▶ **Provided passage**:
+===+

One Current Market Observation:
Much like in past crises, the market broke to highs far sooner than any apparent recovery in the crisis at hand. Think back to Covid, or the Trump tariff war, or the current Iran conflict. Markets are discounting mechanisms and you need to be prepared to act far earlier than the fundamentals will ever resolve.
One Nugget of Trading Wisdom:
One of the most important tells during a market recovery is not simply which stocks bounce, but which stocks never really broke down in the first place. Many of the semiconductors, now at all-time highs, fall under that category.
The strongest recoveries are often led by stocks showing relative strength while the broader market is still repairing itself. Instead of focusing on some preconceived group of stocks, after large market pullbacks, I’m far more interested in whatever stocks were building multi-month consolidation bases near highs and beginning to break out while uncertainty still exists. That is often the market tipping its hand early.

+===+

▶ **Directions for this task**:
Write the next few sentences of the market commentary, picking up after its final line. The listing that comes next is from an unrelated source.

▶ **Entries shown**:

+===+

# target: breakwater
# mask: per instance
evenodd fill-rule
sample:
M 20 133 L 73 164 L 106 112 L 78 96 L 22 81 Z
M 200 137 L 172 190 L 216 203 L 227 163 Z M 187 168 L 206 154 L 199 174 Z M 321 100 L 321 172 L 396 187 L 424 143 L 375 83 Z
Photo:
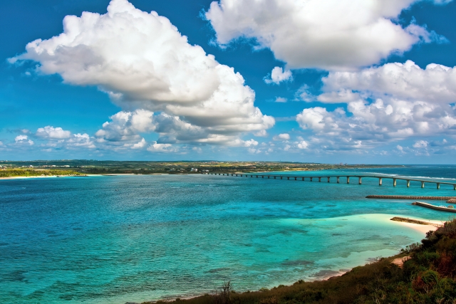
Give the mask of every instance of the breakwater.
M 434 206 L 430 204 L 424 203 L 423 201 L 415 201 L 414 203 L 412 203 L 412 204 L 416 205 L 416 206 L 421 206 L 422 207 L 426 207 L 426 208 L 429 208 L 434 210 L 439 210 L 441 211 L 456 213 L 456 209 L 454 208 L 447 208 L 447 207 L 444 207 L 440 206 Z
M 411 195 L 368 195 L 366 198 L 385 199 L 426 199 L 428 201 L 456 200 L 456 197 L 455 196 L 417 196 Z

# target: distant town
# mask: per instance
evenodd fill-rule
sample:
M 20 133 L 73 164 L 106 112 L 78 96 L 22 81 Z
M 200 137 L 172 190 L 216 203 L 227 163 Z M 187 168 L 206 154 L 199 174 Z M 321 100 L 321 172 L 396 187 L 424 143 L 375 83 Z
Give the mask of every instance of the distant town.
M 257 172 L 315 171 L 333 169 L 393 167 L 375 164 L 318 164 L 281 162 L 121 162 L 97 160 L 0 161 L 0 177 L 40 175 L 106 174 L 199 174 L 202 172 Z M 395 166 L 394 166 L 395 167 Z

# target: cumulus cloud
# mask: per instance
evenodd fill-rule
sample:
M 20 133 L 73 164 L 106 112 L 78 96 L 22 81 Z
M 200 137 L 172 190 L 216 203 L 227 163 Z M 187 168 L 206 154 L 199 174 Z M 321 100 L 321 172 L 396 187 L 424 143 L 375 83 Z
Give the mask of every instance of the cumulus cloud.
M 455 68 L 432 63 L 423 69 L 408 61 L 355 72 L 330 72 L 323 83 L 323 93 L 313 100 L 346 103 L 346 110 L 304 109 L 296 121 L 302 129 L 333 143 L 338 138 L 378 145 L 456 135 Z
M 456 134 L 456 109 L 448 105 L 378 99 L 348 104 L 328 111 L 321 107 L 303 110 L 296 121 L 322 137 L 379 143 L 415 136 Z
M 269 75 L 264 78 L 264 82 L 278 85 L 282 81 L 289 81 L 292 79 L 293 75 L 291 70 L 284 70 L 281 68 L 276 66 L 272 69 L 272 72 Z
M 189 44 L 167 18 L 137 9 L 127 0 L 112 0 L 105 14 L 67 16 L 63 33 L 32 41 L 26 49 L 10 62 L 34 61 L 42 74 L 59 74 L 72 85 L 96 85 L 124 109 L 112 119 L 116 126 L 128 120 L 127 130 L 103 125 L 97 137 L 105 140 L 137 140 L 131 130 L 153 131 L 148 127 L 141 131 L 125 116 L 140 110 L 177 117 L 188 124 L 181 124 L 183 132 L 196 130 L 206 135 L 199 140 L 207 143 L 275 123 L 254 105 L 254 92 L 241 74 Z M 150 117 L 137 117 L 145 120 L 138 124 L 148 125 Z M 179 137 L 177 129 L 170 137 Z
M 66 131 L 61 127 L 53 127 L 48 125 L 38 128 L 36 130 L 36 135 L 43 138 L 61 140 L 68 138 L 71 136 L 71 132 L 70 131 Z
M 178 151 L 178 148 L 172 147 L 171 144 L 157 144 L 152 142 L 152 144 L 147 147 L 147 151 L 156 153 L 172 153 Z
M 309 143 L 305 140 L 301 140 L 298 143 L 298 148 L 305 150 L 309 147 Z
M 147 145 L 147 142 L 145 142 L 145 140 L 144 138 L 142 138 L 140 142 L 133 145 L 131 148 L 132 149 L 142 149 L 143 147 L 145 147 L 146 145 Z
M 27 135 L 18 135 L 14 138 L 14 141 L 16 144 L 28 144 L 31 146 L 35 144 L 33 140 L 28 140 Z
M 288 133 L 282 133 L 272 137 L 273 140 L 289 140 L 290 135 Z
M 103 124 L 103 128 L 95 134 L 98 142 L 125 145 L 138 142 L 140 132 L 155 130 L 152 122 L 153 112 L 137 110 L 134 112 L 120 111 L 110 118 L 111 121 Z
M 289 68 L 354 68 L 444 38 L 392 21 L 417 0 L 220 0 L 205 16 L 222 45 L 239 37 L 270 48 Z M 437 4 L 450 2 L 436 0 Z
M 86 147 L 88 149 L 95 148 L 93 140 L 87 133 L 74 134 L 73 137 L 66 140 L 66 147 L 69 149 Z
M 245 140 L 244 141 L 244 147 L 252 147 L 252 146 L 257 146 L 258 145 L 258 142 L 255 140 Z
M 318 100 L 323 103 L 346 103 L 361 96 L 436 103 L 456 101 L 456 67 L 435 63 L 422 69 L 407 61 L 355 72 L 330 72 L 322 80 L 324 93 Z
M 429 145 L 429 142 L 425 140 L 418 140 L 413 144 L 414 148 L 425 148 Z

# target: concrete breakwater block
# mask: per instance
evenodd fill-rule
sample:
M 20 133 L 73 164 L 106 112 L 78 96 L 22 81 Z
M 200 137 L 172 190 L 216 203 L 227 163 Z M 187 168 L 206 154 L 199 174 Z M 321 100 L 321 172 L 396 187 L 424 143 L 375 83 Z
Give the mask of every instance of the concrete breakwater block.
M 427 199 L 430 201 L 448 201 L 454 199 L 456 202 L 456 196 L 417 196 L 408 195 L 368 195 L 366 199 Z

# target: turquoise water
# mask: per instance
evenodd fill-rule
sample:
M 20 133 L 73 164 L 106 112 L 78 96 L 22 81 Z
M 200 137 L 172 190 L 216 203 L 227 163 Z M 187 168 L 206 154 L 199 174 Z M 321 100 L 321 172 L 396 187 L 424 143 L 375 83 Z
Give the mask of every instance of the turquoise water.
M 455 169 L 351 172 L 452 179 Z M 331 276 L 423 239 L 392 215 L 447 219 L 364 197 L 456 195 L 452 187 L 390 184 L 199 174 L 2 180 L 0 303 L 139 303 L 211 292 L 224 281 L 241 291 Z

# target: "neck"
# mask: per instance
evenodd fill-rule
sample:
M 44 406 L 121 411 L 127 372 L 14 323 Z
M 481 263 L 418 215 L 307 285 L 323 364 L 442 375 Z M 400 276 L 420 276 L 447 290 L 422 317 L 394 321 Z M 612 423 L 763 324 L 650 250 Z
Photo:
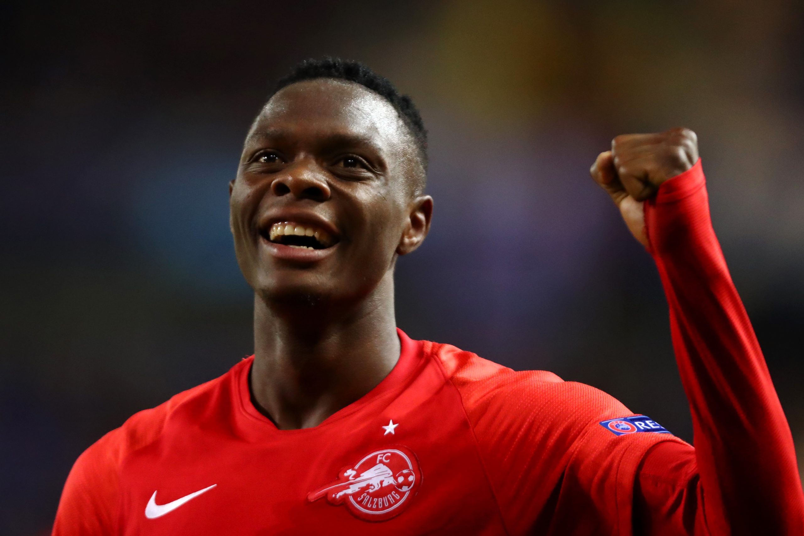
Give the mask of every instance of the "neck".
M 255 406 L 281 430 L 320 424 L 358 400 L 396 364 L 392 273 L 360 303 L 254 300 Z

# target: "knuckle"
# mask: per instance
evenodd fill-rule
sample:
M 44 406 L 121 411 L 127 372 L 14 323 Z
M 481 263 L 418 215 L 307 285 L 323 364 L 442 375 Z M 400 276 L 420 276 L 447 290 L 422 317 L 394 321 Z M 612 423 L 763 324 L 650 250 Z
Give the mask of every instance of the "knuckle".
M 687 149 L 683 145 L 668 145 L 666 150 L 666 158 L 671 163 L 675 166 L 683 165 L 689 160 Z

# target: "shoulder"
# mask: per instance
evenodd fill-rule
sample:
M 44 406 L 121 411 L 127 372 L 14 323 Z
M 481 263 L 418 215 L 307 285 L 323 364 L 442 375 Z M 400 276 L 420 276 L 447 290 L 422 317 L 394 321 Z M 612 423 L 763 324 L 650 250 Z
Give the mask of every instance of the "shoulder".
M 547 370 L 513 370 L 455 346 L 428 344 L 460 392 L 473 424 L 488 419 L 490 412 L 498 420 L 532 421 L 539 417 L 542 423 L 562 419 L 588 423 L 598 416 L 630 413 L 615 398 L 592 386 L 565 382 Z
M 169 420 L 185 413 L 197 414 L 198 407 L 211 403 L 228 379 L 248 361 L 243 360 L 223 376 L 178 393 L 155 407 L 135 413 L 84 451 L 64 484 L 53 534 L 109 534 L 119 471 L 126 457 L 158 439 Z

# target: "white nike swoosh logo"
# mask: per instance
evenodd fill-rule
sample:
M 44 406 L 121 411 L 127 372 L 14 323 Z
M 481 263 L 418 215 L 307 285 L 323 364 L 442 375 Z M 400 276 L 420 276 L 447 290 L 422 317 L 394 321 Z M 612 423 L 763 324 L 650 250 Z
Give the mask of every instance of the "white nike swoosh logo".
M 156 492 L 154 491 L 154 494 L 151 495 L 150 501 L 148 501 L 148 505 L 146 506 L 146 517 L 148 518 L 149 519 L 156 519 L 157 518 L 161 518 L 166 513 L 168 513 L 169 512 L 172 512 L 173 510 L 176 509 L 187 501 L 190 501 L 191 499 L 195 499 L 201 493 L 209 491 L 216 485 L 218 485 L 213 484 L 211 486 L 204 488 L 203 489 L 199 489 L 195 493 L 190 493 L 189 495 L 185 495 L 180 499 L 171 501 L 170 502 L 168 502 L 164 505 L 156 504 Z

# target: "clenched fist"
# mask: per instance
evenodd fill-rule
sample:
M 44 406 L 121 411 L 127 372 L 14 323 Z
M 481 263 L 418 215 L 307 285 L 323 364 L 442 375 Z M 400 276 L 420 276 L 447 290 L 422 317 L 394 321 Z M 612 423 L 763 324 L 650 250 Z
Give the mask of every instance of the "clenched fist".
M 646 199 L 668 178 L 698 162 L 698 137 L 689 129 L 655 134 L 624 134 L 611 141 L 592 165 L 592 178 L 611 196 L 634 238 L 646 248 Z

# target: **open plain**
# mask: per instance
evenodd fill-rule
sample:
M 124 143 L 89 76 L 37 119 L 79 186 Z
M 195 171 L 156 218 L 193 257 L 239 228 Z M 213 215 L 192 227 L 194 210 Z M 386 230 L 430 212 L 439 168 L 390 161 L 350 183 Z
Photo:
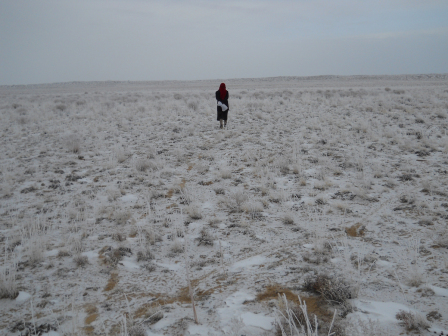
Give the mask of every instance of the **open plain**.
M 0 333 L 448 333 L 448 75 L 225 83 L 0 87 Z

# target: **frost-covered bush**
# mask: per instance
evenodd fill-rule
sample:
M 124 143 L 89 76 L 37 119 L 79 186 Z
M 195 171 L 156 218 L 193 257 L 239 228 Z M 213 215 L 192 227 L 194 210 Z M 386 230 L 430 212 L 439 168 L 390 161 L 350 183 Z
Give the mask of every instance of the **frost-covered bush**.
M 395 318 L 400 321 L 400 324 L 408 331 L 421 331 L 430 327 L 426 318 L 418 313 L 412 311 L 400 310 Z
M 0 299 L 15 299 L 19 295 L 17 289 L 15 263 L 4 263 L 0 268 Z

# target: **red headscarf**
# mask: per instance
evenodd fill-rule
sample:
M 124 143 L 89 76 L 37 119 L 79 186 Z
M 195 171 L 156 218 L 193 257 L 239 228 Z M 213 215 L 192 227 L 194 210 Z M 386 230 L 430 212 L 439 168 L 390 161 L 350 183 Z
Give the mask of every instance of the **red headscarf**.
M 226 99 L 227 90 L 224 83 L 221 83 L 221 85 L 219 86 L 219 94 L 221 96 L 221 99 Z

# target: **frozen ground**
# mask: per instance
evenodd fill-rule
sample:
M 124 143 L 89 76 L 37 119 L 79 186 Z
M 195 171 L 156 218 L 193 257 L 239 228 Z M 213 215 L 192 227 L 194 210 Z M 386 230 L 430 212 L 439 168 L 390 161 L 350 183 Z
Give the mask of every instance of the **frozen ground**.
M 2 334 L 446 334 L 448 75 L 226 85 L 0 87 Z

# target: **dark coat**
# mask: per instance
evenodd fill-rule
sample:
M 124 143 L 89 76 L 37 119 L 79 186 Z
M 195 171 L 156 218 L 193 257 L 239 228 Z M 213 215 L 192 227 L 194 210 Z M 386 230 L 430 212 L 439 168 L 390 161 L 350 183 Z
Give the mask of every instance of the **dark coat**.
M 219 93 L 219 90 L 216 91 L 215 96 L 216 96 L 216 100 L 217 101 L 220 101 L 222 104 L 226 105 L 229 108 L 229 110 L 230 110 L 230 106 L 229 106 L 229 91 L 226 91 L 226 98 L 225 99 L 221 99 L 221 93 Z

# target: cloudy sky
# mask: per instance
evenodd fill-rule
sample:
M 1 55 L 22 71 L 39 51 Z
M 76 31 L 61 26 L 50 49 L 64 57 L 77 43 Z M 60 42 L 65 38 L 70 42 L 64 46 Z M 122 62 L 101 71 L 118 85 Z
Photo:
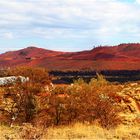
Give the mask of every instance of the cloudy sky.
M 140 0 L 1 0 L 0 52 L 140 42 Z

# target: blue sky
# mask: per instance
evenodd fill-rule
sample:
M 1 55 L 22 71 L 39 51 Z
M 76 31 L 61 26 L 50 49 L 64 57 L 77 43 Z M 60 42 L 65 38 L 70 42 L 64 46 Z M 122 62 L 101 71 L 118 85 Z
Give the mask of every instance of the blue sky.
M 140 0 L 1 0 L 0 52 L 140 42 Z

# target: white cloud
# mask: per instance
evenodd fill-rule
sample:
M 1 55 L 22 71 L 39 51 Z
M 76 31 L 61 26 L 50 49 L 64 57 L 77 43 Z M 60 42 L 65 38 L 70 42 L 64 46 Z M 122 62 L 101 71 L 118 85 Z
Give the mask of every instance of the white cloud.
M 7 32 L 7 33 L 4 33 L 2 35 L 2 37 L 5 38 L 5 39 L 13 39 L 14 38 L 14 35 L 11 32 Z

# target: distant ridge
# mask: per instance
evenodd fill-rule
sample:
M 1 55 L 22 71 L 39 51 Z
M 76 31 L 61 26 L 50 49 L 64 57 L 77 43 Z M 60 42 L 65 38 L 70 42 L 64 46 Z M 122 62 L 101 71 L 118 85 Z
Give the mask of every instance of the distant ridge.
M 0 54 L 0 68 L 41 66 L 50 70 L 140 70 L 140 43 L 60 52 L 29 46 Z

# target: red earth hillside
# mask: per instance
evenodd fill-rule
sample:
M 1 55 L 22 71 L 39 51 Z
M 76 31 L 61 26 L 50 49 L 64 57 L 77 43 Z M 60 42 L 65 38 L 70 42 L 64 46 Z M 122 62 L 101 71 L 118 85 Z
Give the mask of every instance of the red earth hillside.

+===+

▶ **Answer section**:
One Reflective Question:
What semiconductors made the cleanest moves? What were the tells in their charts?
One 1%-Improvement Idea:
Do you have chart filtering software to spot stocks showing relative strength? My trading course offers the filters I use, but you can also use software like Stockfetcher.com.
One Reading Recommendation:
William O’Neil’s work on market leaders and base breakouts remains timeless. While markets evolve, the psychology behind accumulation and relative strength has remained remarkably consistent across decades. His book, How to Make Money in Stocks, is still one of the best frameworks for understanding how true market leaders emerge from constructive consolidation patterns.
Forget outcome. Let’s get better this month.